Rows from a collection

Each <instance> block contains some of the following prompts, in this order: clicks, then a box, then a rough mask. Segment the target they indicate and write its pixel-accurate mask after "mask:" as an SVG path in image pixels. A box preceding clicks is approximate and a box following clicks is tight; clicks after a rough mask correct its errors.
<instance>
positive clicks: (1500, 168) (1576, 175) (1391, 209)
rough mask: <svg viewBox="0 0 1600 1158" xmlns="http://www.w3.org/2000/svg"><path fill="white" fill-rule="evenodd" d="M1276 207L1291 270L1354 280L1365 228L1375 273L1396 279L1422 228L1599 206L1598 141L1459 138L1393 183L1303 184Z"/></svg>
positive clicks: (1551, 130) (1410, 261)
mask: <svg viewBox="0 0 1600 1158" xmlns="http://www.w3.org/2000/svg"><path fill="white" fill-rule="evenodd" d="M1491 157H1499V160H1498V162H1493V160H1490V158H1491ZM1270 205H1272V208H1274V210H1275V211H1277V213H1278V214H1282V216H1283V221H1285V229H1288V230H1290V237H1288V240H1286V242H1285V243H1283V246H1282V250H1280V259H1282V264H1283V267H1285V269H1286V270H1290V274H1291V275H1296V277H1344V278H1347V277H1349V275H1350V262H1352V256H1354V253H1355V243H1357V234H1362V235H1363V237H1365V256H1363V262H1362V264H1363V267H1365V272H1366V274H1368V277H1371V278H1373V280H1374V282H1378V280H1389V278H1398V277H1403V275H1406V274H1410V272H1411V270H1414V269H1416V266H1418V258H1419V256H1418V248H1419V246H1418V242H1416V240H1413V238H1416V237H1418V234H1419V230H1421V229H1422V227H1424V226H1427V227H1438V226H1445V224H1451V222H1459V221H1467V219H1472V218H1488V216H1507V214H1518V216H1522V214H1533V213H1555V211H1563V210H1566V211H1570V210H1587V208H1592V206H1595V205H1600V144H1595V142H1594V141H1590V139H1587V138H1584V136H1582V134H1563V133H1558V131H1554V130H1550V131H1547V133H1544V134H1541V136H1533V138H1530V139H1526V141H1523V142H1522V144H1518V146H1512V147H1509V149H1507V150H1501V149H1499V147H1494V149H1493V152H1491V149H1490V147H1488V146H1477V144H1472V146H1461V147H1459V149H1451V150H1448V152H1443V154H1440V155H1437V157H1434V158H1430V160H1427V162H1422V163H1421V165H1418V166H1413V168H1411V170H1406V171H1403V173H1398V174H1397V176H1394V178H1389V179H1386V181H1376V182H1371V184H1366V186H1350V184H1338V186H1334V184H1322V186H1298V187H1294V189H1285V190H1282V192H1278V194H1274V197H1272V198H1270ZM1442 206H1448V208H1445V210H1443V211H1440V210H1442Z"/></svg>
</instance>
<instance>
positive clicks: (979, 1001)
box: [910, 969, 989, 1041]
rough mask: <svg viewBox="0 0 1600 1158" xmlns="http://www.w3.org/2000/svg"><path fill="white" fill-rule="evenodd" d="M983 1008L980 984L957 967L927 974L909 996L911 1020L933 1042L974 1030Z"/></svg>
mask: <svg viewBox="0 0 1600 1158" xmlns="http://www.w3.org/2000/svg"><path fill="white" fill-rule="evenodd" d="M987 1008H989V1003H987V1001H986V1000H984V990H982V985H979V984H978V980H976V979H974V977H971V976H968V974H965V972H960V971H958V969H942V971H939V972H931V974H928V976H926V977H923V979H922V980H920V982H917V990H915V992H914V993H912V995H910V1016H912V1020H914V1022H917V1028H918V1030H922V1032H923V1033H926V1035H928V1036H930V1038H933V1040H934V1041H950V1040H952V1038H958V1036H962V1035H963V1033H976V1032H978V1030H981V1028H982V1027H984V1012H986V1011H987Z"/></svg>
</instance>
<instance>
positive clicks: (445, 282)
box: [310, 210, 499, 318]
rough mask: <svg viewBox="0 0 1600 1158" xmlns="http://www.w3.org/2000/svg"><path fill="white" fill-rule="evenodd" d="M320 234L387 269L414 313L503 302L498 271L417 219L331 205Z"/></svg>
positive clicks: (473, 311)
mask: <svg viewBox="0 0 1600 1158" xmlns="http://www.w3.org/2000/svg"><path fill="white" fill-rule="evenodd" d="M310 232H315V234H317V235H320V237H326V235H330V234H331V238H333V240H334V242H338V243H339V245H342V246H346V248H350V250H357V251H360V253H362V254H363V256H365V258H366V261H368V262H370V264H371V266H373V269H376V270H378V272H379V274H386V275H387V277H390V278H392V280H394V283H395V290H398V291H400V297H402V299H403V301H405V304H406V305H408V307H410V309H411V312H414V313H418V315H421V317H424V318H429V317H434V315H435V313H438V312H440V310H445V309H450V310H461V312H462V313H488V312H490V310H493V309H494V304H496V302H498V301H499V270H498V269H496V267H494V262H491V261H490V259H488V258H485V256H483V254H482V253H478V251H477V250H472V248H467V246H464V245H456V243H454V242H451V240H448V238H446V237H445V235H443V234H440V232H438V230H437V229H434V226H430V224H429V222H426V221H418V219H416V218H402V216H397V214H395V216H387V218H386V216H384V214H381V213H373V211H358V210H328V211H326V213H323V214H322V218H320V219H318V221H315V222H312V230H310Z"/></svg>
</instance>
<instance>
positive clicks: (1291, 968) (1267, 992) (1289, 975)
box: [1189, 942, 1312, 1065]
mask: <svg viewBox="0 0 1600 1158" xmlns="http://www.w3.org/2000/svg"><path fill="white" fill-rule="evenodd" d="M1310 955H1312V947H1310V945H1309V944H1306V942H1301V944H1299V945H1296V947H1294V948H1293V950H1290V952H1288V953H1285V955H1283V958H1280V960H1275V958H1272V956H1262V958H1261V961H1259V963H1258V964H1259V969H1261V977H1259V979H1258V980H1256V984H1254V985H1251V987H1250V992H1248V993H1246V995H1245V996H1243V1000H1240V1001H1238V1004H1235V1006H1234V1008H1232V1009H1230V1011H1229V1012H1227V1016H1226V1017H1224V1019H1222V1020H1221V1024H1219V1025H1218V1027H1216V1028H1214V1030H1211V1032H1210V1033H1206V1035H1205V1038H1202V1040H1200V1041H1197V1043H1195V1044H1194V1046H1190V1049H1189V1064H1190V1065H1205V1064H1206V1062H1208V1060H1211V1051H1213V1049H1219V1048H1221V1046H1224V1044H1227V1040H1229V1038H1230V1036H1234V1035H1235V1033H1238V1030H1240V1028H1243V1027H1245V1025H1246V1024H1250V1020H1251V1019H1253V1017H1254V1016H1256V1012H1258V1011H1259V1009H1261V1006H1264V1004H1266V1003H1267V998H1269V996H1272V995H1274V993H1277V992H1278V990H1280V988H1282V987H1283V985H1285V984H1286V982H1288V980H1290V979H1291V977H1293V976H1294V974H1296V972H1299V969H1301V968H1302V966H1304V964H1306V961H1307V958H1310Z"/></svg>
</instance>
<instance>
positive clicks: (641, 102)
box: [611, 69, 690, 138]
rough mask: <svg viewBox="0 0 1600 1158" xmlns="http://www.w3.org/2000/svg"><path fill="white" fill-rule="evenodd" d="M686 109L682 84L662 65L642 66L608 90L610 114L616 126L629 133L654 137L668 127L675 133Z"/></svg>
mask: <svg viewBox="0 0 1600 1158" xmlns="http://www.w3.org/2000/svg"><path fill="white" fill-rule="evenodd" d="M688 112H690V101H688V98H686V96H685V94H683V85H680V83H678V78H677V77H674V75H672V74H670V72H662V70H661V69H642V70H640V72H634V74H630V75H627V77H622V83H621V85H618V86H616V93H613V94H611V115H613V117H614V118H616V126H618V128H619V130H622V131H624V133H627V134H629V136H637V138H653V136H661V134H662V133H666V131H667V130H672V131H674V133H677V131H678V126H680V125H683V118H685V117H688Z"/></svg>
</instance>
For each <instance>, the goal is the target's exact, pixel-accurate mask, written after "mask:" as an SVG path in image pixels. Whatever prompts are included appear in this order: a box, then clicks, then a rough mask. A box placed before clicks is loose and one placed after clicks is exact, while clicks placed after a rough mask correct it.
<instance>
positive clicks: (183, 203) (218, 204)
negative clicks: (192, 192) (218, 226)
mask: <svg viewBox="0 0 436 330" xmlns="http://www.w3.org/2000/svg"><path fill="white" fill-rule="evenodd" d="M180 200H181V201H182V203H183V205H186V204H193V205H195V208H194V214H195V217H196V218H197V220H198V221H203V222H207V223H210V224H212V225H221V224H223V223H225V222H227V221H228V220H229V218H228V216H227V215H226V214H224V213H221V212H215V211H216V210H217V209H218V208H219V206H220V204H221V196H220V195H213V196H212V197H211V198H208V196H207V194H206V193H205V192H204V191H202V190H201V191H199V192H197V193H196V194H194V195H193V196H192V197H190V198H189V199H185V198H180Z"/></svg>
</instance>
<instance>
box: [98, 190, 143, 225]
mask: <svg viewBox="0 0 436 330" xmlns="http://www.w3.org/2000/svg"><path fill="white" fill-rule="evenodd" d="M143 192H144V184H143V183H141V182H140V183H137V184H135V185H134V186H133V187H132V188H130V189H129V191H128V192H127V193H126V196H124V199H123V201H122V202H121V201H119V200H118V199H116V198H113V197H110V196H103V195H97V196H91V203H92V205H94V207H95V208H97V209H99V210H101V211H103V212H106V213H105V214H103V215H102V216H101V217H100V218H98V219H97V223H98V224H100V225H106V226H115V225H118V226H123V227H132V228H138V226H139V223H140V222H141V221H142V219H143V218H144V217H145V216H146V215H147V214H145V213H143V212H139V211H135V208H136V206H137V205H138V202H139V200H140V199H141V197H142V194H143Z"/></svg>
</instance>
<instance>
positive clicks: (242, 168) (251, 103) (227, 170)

• [ACTIVITY] How many lines of the rows above contain the string "positive"? Case counts; reply with the number only.

• [TASK SOLUTION] 9